# TEXT SEGMENT:
The All Roads Music Festival is making its return to Belfast, bringing together scores of Maine musicians in celebration of the state’s vibrant music scene. The festival takes place over two days – May 20 and 21 – and features some of the very best that Maine has to offer. Unfolding across four different venues, All Roads promises to be a great time for any music lover. Tickets and more information can be obtained at the festival’s website at www.allroadsmusicfest.org.

The previous All Roads – the fifth in all – took place back in 2019. The circumstances of the pandemic meant that both the 2020 and 2021 incarnations of the festival were cancelled. Now, we’re just days away from the return here in 2022.

And as per usual, it’s a hell of a bill.

There are bands and artists familiar to anyone with even a passing knowledge of Maine’s current scene. We’re talking Lady Lamb, The Mallett Brothers Band, Dave Gutter, Sarah Shook & the Disarmers – talented, inventive musicians bringing their immense gifts together as part of the full-on sonic celebration that is All Roads.

There will be music from across all genres – whatever you like, you’re almost certainly going to be able to find it on one festival stage or another. In addition, All Roads is playing host to the always-wildly-successful Maine Songwriters Circle, where a group of talented songwriters get together and share a little of their collected collective wisdom.

Now, this isn’t to say that EVERY act is from Maine – there are some outliers here and there – but the reality is that even those that are “from away” are very much in keeping with the spirit of camaraderie that marks this event. It’s a spirit that is even more apparent in the can-do attitude of getting back to business after two years.

Meg Shorette is the Executive Director of Launchpad, the arts incubation nonprofit behind the All Roads Music Festival (where she serves as Festival Director). She is also one of the greatest champions of Maine music to be found anywhere in the state. She has devoted huge amounts of time and energy – both professionally and personally – toward celebrating the robust and varied scene. From early days promoting small shows in gallery spaces to the massive undertaking that is All Roads (and a lot more stuff along the way – far more than I have space to convey), she has been a crucial part in the growth and evolution of the arts in general and music specifically, whether it’s been in Bangor, Portland or seemingly everywhere in-between.

Shorette was kind enough to take the time to answer a few questions about the latest iteration of All Roads, what people can expect … and what it means to be back.

The Maine Edge: How does it feel to be back at it after two years?

Meg Shorette: In a lot of ways this year feels like we're planning year 1 all over again. So much has changed in not only Belfast but in the Maine music scene since our last Festival in 2019. When we started looking at what the comeback would be this year, there was a lot of thought put into how to take All Roads into 2022 responsibility and successfully. It feels great to be back!

TME: What were some of the obstacles you faced in ramping back up after the long hiatus?

MS: I think for us the biggest obstacles we faced were reshaping and working the event in ways that made sense for 2022. Some venues we'd used previously aren't options any longer and it's caused us to try new formats this year, like adding the outdoor stage.

# ABOUT THIS TASK:
For each statement, say yes or no to whether it agrees with the All Roads article, and quote the words of the article that decide it: (a) The festival runs for three days. (b) The festival was not held in 2020 or 2021. (c) Every act on the bill comes from Maine. The items are not needed for anything asked about the All Roads article.

# EXCERPTED RECORDS:
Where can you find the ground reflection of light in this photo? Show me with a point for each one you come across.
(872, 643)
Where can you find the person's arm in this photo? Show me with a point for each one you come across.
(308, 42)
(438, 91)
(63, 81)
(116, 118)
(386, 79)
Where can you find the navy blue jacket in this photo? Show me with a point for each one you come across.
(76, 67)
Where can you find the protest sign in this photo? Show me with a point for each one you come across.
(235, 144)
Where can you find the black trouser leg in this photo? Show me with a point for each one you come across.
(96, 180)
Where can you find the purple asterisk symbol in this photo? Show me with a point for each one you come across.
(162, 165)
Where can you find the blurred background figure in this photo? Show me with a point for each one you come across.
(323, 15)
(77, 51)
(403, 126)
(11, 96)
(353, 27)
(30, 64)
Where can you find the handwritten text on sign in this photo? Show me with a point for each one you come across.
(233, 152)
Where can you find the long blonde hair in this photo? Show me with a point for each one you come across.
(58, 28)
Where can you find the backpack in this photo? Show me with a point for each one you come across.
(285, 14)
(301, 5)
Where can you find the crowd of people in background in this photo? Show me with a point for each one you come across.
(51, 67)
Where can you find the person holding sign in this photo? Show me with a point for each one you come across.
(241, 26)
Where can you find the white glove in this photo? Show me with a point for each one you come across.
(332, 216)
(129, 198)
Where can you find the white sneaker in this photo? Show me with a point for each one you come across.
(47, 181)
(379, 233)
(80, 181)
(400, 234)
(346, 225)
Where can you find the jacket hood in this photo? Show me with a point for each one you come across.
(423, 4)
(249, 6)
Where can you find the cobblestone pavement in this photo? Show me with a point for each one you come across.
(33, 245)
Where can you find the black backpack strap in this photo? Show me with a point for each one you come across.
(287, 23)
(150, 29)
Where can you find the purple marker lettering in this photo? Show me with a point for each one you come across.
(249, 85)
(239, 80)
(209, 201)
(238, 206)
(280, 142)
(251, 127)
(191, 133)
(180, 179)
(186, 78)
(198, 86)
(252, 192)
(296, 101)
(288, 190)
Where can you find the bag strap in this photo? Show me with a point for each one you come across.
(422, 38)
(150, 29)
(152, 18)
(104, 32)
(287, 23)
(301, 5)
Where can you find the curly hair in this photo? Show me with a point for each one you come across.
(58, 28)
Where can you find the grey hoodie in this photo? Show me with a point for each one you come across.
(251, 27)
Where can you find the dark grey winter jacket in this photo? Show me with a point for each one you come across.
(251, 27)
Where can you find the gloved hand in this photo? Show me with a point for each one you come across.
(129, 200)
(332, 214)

# FINISHED TASK:
(a) No: "The festival takes place over two days – May 20 and 21"
(b) Yes: "both the 2020 and 2021 incarnations of the festival were cancelled"
(c) No: "this isn’t to say that EVERY act is from Maine"